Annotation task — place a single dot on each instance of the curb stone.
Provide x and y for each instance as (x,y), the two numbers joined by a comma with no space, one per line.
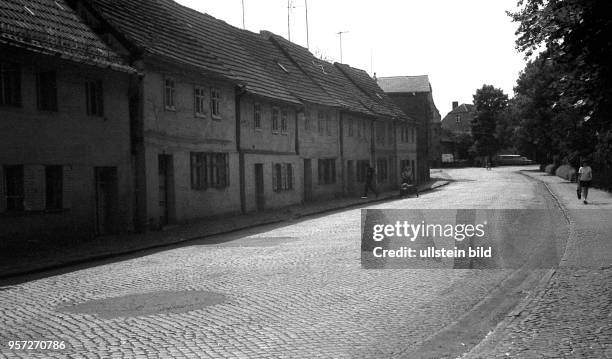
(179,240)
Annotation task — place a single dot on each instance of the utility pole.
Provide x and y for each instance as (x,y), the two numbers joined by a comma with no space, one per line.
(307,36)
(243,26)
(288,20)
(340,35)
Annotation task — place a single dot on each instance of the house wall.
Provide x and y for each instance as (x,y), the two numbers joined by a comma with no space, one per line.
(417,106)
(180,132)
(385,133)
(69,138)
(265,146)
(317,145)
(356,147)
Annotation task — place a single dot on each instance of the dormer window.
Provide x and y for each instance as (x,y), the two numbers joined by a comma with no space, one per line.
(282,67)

__________________________________________________

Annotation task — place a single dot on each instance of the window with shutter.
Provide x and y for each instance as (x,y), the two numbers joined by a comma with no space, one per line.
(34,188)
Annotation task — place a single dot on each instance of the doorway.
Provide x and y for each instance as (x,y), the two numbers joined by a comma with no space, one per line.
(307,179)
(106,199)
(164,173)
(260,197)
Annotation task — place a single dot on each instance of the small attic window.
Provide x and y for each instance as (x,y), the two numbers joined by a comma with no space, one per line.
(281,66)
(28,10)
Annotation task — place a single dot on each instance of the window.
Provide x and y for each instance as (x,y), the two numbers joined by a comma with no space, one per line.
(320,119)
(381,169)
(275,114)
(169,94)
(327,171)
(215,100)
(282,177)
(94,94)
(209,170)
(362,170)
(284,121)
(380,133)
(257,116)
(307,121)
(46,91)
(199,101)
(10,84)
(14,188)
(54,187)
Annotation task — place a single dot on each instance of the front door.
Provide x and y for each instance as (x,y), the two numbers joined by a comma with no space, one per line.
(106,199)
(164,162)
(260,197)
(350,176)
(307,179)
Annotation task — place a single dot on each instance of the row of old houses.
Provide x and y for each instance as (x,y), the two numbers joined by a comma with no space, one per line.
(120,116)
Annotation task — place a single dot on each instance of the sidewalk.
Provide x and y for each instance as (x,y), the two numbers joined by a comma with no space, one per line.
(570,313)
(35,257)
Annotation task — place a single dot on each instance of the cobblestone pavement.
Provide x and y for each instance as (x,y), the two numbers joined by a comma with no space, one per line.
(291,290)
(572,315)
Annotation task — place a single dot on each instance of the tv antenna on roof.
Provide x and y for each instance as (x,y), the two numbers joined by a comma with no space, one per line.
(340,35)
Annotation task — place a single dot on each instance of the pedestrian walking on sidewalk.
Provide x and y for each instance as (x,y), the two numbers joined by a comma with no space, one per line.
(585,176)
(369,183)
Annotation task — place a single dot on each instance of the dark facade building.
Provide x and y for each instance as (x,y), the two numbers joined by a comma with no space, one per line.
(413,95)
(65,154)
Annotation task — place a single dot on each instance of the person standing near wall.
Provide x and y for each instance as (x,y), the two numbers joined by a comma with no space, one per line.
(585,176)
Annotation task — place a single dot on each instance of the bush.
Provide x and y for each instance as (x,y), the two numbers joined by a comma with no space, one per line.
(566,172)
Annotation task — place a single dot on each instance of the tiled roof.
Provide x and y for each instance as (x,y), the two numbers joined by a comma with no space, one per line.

__________________________________________________

Can you repeat, word for word, every line above from the one containing "standing near wall." down to the one containing "of the bush.", including both?

## Exercise output
Annotation task — place a single dot on each instance of the person standing near wall.
Provide x and y for each instance as (x,y), the two numbers joined by a comma with no space, one per line.
(585,176)
Annotation task — place a single dot on each instance of the bush.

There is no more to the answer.